Could you repeat the records below exactly, leaving out any pictures?

==== Data for this exercise

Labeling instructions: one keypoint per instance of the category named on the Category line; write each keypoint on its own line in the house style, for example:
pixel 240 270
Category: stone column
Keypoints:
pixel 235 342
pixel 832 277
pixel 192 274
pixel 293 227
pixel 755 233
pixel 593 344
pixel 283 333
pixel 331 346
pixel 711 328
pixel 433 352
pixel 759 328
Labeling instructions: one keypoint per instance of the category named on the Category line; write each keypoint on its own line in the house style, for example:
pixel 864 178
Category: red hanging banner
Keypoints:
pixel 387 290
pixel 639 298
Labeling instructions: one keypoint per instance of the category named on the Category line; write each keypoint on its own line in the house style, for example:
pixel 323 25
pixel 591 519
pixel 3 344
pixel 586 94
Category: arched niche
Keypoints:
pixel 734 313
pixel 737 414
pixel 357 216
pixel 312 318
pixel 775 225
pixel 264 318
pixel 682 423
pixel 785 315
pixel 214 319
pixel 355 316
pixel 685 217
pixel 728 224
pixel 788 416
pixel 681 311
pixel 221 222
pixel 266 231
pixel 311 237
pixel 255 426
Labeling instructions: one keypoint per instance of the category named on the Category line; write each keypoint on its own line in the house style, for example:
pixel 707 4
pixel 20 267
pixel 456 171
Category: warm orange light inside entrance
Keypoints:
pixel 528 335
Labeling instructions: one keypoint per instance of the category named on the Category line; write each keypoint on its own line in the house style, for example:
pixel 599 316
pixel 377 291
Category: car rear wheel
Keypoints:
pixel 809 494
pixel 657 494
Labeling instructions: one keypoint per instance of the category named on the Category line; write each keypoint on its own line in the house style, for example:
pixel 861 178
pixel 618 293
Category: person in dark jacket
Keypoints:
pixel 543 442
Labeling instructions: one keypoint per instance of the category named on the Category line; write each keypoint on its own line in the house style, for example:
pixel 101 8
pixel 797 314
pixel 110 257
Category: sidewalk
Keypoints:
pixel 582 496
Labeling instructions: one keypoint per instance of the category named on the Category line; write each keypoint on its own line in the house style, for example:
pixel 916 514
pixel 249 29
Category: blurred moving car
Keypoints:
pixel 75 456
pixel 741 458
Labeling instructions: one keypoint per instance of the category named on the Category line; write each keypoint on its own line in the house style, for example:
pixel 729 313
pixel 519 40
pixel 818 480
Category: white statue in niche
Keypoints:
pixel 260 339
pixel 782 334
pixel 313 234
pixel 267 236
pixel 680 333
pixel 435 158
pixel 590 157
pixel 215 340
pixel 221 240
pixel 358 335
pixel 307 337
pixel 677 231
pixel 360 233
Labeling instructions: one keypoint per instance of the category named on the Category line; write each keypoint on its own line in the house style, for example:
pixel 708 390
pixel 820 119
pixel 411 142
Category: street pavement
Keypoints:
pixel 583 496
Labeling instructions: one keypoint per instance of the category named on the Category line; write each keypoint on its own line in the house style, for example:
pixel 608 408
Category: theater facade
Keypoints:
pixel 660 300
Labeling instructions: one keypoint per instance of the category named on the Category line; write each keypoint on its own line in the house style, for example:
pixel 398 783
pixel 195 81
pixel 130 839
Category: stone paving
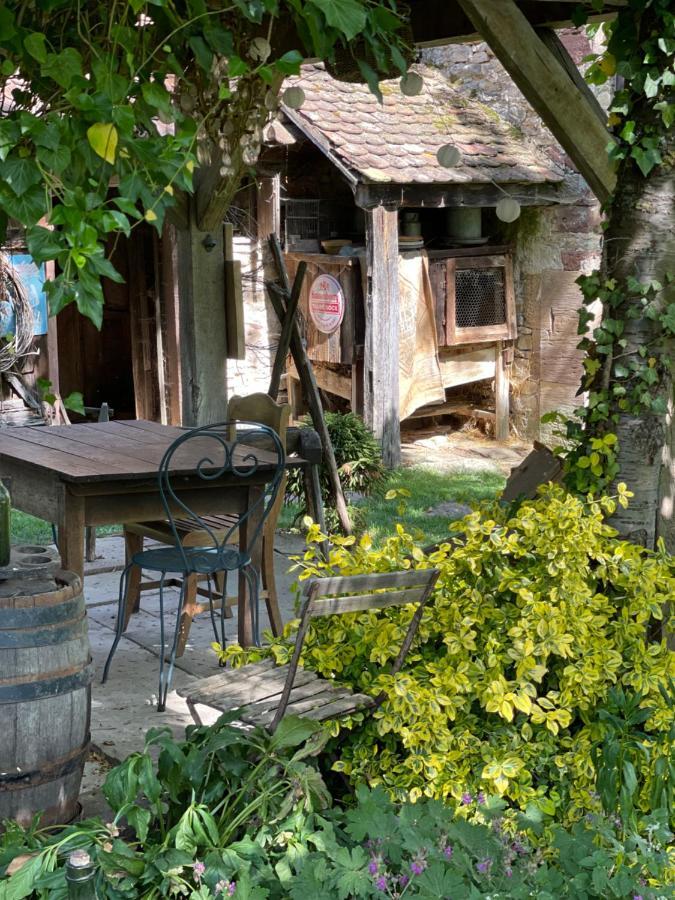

========

Solution to the problem:
Labeling instructions: one keypoint per instance of the category named on the Category line; write each keypoint on its own line in the house style, for example:
pixel 240 270
Category: stone column
Keypoints:
pixel 235 342
pixel 832 277
pixel 192 274
pixel 293 227
pixel 755 233
pixel 593 344
pixel 283 333
pixel 331 346
pixel 711 328
pixel 433 352
pixel 759 328
Labeling instructions: one keypoint per instance of the category named on the Category line; write each keypoint on its own line in the house style, for example:
pixel 864 178
Category: red hanging banner
Keypoints:
pixel 387 290
pixel 639 298
Labeling instructions: one keypoint per instance of the category named on the Category line; write each keypoint on its own line in the house style, for example:
pixel 323 25
pixel 591 519
pixel 3 344
pixel 586 94
Category: arched niche
Keypoints:
pixel 734 313
pixel 737 414
pixel 357 216
pixel 312 318
pixel 775 225
pixel 264 318
pixel 682 423
pixel 785 315
pixel 214 319
pixel 355 316
pixel 685 217
pixel 728 224
pixel 788 416
pixel 681 311
pixel 221 222
pixel 266 231
pixel 311 237
pixel 255 426
Labeling instructions: one keypoint per instance of the category named on the Category line; write each keypoint on its own line in the house style, for example:
pixel 707 4
pixel 20 267
pixel 456 171
Category: warm orange light inside entrance
Keypoints:
pixel 528 335
Labeling instructions: one keypoint per instance of the category named on the Category line; write each keypoint on its own line in the house style, for example:
pixel 599 316
pixel 377 291
Category: car rear wheel
Keypoints:
pixel 809 494
pixel 657 494
Labeling instructions: one keypoint per instance of the category named on the Category line; write each keypoint on its own line in the house style, for example:
pixel 861 178
pixel 618 293
Category: person in dark jacket
Keypoints:
pixel 543 442
Labeling instructions: one keypoint per instance of the category named on the Category line; write each keypoint on its own line in the house style, for example:
pixel 101 8
pixel 797 314
pixel 110 257
Category: sidewalk
Keypoints:
pixel 582 496
Labeling instructions: one keypoint per instance of the category named on the Category line; write each keypoint on its own line in the house style, for example:
pixel 916 514
pixel 249 29
Category: blurred moving car
Keypoints:
pixel 75 456
pixel 741 458
Labeling instructions: one keypoint per instance of the category named on the Category line; write each keypoint on its own line in the house style, for example:
pixel 729 313
pixel 519 40
pixel 818 480
Category: white statue in niche
Keypoints:
pixel 260 339
pixel 782 334
pixel 313 234
pixel 267 236
pixel 680 333
pixel 435 158
pixel 590 157
pixel 215 340
pixel 221 240
pixel 358 335
pixel 307 337
pixel 677 231
pixel 360 233
Labeling instructions: one keypoint per instance of the category named on the Category line; write each keypoint on its own line in the house style, for example:
pixel 708 390
pixel 820 119
pixel 411 142
Category: street pavement
Keypoints:
pixel 583 496
Labeling instructions: one keypoint per instance of the category named on the Category line; write each keypoint on its own line in the house style, for example:
pixel 608 408
Category: theater facade
Keypoints:
pixel 660 300
Labeling instructions: one keypoint per instance of the category named on the Category line; write each keypoint on its own line in the house style, for example:
pixel 398 783
pixel 195 81
pixel 130 839
Category: stone paving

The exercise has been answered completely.